### [BRIEF 1]
Reproduce the stretch of the article on Changhua Christian Hospital below from "Kuo believed that" through "even cashier services.", substituting "stage" for "platform".
### [BRIEF 2]
Resume the article on Changhua Christian Hospital below, writing on from its final sentence.

### [DOCUMENT TEXT]

This systematic development of a talent pool and knowledge management made it possible for hospital superintendent Kuo Shou-jen and another vice superintendent, Chen Hsiu-chu, to react quickly the first time a Chinese hospital came calling for help in 2010. They immediately sent more than 20 supervisors to the new Beijing Yanda Hospital and got it up and running in just 100 days, creating a name for Changhua Christian Hospital in China.

It later drew the interest of China’s biggest leasing company – Far Eastern Horizon Limited. Through a donation of shares, the Chinese giant set up a joint venture with Changhua Christian Hospital, called Horizon Healthcare Management (Shanghai) Co., to provide management consulting services to Chinese hospitals.

The Changhua hospital currently has 15 employees permanently stationed in China, and flies 100 qualified lecturers to China every month to teach courses on hospital management. They have served more than 60 Chinese hospitals.

Aside from instructors receiving double pay for their efforts, the hospital was able to distribute year-end bonuses equal to 2.6-months salary because of consulting income earned from Horizon Healthcare Management, keeping turnover in the nursing staff to a relatively low 7 percent.

More than Prayers Needed to Help Young People

Kuo admits that many people at the hospital initially opposed the idea of going to China and even cooperating with Chinese companies. “But I was committed to doing it, no matter what,” he recalls.

Kuo believed that continually shrinking reimbursements from the national health insurance system for services did not bode well for the hospital’s long-term prospects, and that real hope was needed to help young people rather than simply praying for them.

Two things were needed to provide that hope: first, a platform on which they could harness their talents, and second, money. “Money was still the most important thing. Why not make money from the Communists?” he says.

Kuo turned the hospital into a platform that not only exported medical expertise but also found value in back office services such as medical management, engineering projects and even cashier services.

Changhua Christian Hospital currently runs six companies, and in June, Kuo became the chairman of Swissray Global Healthcare Holding Ltd., a company listed on Taiwan’s over-the-counter market.

Solution No. 3

Recognizing Taiwan’s Strengths/Weaknesses

“Actually, Taiwan’s environment is pretty good,” says Arthur Huang, the CEO of sustainable solutions provider Miniwiz Co. who co-founded the company 12 years ago. “The key is taking a hard look at ourselves in the mirror every day, being critical of ourselves, knowing where we’re good and not so good, and finding the right road for us.”

### [RAW DATA]
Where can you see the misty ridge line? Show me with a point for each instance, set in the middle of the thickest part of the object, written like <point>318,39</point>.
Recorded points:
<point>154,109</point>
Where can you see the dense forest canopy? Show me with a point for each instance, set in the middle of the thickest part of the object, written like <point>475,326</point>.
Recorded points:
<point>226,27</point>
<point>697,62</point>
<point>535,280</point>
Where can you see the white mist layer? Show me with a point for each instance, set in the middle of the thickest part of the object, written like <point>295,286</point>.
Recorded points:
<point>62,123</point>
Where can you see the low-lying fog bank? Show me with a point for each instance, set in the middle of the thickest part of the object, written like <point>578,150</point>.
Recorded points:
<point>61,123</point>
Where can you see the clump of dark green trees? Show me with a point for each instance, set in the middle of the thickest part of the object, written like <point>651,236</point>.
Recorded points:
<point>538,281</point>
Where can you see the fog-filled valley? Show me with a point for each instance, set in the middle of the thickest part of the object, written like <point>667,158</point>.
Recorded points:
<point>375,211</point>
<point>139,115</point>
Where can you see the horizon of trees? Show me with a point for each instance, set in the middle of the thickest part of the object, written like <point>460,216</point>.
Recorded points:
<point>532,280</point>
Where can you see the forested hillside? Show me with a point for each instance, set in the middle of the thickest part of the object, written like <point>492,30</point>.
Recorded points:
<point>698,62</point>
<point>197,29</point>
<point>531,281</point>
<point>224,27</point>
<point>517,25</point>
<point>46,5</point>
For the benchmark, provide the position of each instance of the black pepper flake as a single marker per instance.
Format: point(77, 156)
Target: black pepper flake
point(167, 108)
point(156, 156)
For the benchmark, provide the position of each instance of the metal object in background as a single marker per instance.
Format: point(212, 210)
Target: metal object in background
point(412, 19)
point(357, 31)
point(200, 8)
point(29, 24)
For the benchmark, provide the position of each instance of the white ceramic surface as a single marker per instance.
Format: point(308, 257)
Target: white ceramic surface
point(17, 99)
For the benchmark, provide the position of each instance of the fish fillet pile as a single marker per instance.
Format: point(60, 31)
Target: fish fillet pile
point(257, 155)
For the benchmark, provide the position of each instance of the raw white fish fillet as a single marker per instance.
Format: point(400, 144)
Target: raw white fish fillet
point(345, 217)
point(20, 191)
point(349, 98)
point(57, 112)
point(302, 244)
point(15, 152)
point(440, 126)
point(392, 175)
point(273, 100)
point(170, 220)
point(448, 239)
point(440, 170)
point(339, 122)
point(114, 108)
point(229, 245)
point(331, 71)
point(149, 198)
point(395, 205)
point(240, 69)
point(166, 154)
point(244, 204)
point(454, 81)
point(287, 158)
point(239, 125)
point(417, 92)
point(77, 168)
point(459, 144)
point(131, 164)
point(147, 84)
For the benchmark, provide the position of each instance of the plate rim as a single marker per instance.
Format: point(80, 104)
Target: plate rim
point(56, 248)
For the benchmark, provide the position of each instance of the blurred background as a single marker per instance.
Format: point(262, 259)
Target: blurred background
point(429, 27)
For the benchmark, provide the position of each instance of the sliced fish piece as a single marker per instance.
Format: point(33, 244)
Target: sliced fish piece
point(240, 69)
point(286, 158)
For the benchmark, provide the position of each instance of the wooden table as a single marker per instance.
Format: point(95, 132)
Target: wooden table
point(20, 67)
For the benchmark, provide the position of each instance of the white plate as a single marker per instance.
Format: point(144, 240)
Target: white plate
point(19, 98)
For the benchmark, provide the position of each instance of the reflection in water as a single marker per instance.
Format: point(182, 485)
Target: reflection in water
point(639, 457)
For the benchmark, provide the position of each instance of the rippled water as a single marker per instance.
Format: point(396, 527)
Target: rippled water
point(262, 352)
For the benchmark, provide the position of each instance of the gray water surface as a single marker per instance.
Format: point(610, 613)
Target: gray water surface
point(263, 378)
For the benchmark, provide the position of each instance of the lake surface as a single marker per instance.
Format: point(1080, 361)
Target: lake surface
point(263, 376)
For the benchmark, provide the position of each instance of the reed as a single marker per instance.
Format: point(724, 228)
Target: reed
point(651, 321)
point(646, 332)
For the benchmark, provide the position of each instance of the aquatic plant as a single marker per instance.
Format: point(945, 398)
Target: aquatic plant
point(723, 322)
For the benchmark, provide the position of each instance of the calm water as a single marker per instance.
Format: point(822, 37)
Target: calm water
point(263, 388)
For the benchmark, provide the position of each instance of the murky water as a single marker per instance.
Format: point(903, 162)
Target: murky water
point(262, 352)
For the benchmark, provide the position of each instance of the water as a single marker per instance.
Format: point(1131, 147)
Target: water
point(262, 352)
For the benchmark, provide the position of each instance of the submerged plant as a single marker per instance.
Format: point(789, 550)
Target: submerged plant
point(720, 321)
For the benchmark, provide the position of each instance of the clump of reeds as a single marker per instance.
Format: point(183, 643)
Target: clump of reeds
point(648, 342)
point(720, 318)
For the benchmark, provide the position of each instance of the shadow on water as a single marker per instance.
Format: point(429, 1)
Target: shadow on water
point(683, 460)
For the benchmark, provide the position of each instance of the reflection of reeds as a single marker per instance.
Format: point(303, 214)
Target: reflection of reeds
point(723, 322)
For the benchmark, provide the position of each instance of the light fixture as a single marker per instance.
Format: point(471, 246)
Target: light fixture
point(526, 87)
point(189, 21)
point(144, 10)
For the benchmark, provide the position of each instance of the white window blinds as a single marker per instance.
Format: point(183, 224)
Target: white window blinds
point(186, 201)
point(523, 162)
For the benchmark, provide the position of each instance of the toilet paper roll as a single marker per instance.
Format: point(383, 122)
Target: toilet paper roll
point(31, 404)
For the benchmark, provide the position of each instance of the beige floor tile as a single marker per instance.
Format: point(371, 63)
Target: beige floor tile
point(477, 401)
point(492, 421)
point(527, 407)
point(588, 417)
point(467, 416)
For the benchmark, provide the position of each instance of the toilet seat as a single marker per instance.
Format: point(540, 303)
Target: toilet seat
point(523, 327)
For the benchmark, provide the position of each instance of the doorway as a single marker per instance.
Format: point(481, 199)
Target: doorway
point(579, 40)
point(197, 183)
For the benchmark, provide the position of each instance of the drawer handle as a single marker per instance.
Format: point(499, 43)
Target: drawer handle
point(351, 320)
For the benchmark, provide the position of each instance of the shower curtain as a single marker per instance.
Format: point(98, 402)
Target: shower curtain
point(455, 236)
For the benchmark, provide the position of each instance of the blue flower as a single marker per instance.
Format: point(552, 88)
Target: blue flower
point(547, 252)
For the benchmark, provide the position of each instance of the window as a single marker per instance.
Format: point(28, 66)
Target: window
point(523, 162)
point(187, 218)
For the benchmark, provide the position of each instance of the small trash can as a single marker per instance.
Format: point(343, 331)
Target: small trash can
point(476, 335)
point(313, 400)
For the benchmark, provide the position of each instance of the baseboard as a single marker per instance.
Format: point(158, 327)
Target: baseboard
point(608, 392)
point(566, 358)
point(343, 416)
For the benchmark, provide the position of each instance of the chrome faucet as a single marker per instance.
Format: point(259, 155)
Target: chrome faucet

### [EXPECTED ANSWER 1]
Kuo believed that continually shrinking reimbursements from the national health insurance system for services did not bode well for the hospital’s long-term prospects, and that real hope was needed to help young people rather than simply praying for them.

Two things were needed to provide that hope: first, a stage on which they could harness their talents, and second, money. “Money was still the most important thing. Why not make money from the Communists?” he says.

Kuo turned the hospital into a stage that not only exported medical expertise but also found value in back office services such as medical management, engineering projects and even cashier services.

### [EXPECTED ANSWER 2]
Huang said Miniwiz knew from the beginning it needed to be active in international markets, but it was also aware that being Taiwanese or a Taiwanese brand offered no cultural advantage in the environmental realm. Yet to have the chance to attack the Asian market, Miniwiz had to establish a stable beachhead in Europe.

Academia Sinica academician Ping Wang believes Taiwan’s low wages are not because of businesses relocating abroad but because Taiwan has not made the transition from an industrial economy to a service economy.

Using Europeans is the best way to gain a foothold in Europe, so Huang recruited two Europeans among his five partners. Johann Boedecker, who now heads Miniwiz’s branches in Europe and the United States, was one of the earliest partners Huang cultivated.

Aside from paying them a good salary, Huang also rents housing for his European colleagues.  

“Even without financial resources, you have to do that because these people are necessary investments in the business. Only by doing this can I find the best people,” he says.

But when asked if he felt frustrated by that, Huang says no.

“If you want to promote your concepts to the world, why worry about who tells the story,” he says with confidence. In addition, even if being Taiwanese offers no cultural edge, it does come with a reputation of being “low cost, highly efficient and responsible,” he notes.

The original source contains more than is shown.